• **TASK ITEM**
Make an exact copy of every entry below, with the pictures left out.

• **RECORDS FOR PROCESSING**
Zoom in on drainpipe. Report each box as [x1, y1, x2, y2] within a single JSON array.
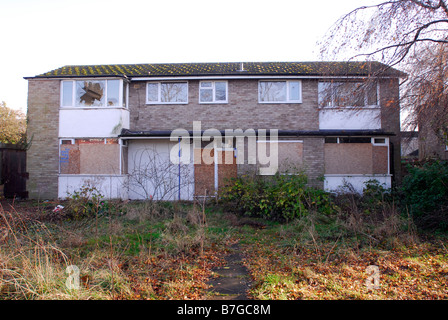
[[178, 137, 181, 201]]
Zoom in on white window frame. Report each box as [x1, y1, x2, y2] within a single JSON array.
[[258, 80, 302, 104], [324, 136, 389, 146], [318, 81, 379, 109], [199, 81, 228, 104], [60, 79, 127, 109], [145, 81, 189, 104], [59, 138, 75, 145]]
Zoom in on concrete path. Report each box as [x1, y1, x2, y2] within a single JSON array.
[[206, 242, 251, 300]]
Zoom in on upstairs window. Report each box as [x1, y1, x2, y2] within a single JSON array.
[[318, 81, 378, 108], [61, 79, 127, 108], [199, 81, 228, 103], [146, 82, 188, 104], [258, 80, 302, 103]]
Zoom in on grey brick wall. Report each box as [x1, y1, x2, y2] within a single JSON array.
[[379, 78, 402, 184], [25, 76, 400, 199], [26, 79, 60, 199], [129, 79, 319, 131], [302, 137, 325, 188]]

• **TASK SOLUTION**
Zoom in on drainpipe. Report each box as [x1, y1, x2, y2] within a single JSON array.
[[178, 137, 181, 201]]
Zoom in on white window frame. Report each box as [x1, y1, x2, y2] within a single JSON array.
[[258, 80, 302, 104], [324, 136, 389, 146], [318, 81, 379, 109], [199, 81, 228, 104], [60, 79, 127, 109], [145, 81, 189, 104], [59, 138, 75, 145]]
Zoom in on concrete path. Report each box as [x1, y1, x2, y2] within a single JSON array.
[[206, 242, 251, 300]]
Zoom in on upstairs window. Report each box as [x1, y1, x2, y2] within a single JSON array.
[[318, 81, 378, 108], [61, 79, 127, 108], [199, 81, 228, 103], [146, 82, 188, 104], [258, 80, 302, 103]]
Zoom in on grey brick wall. Report each box as [x1, y1, x2, y2] within a single JSON array.
[[379, 78, 402, 184], [25, 76, 400, 199], [26, 79, 60, 199], [129, 79, 319, 131], [302, 137, 325, 188]]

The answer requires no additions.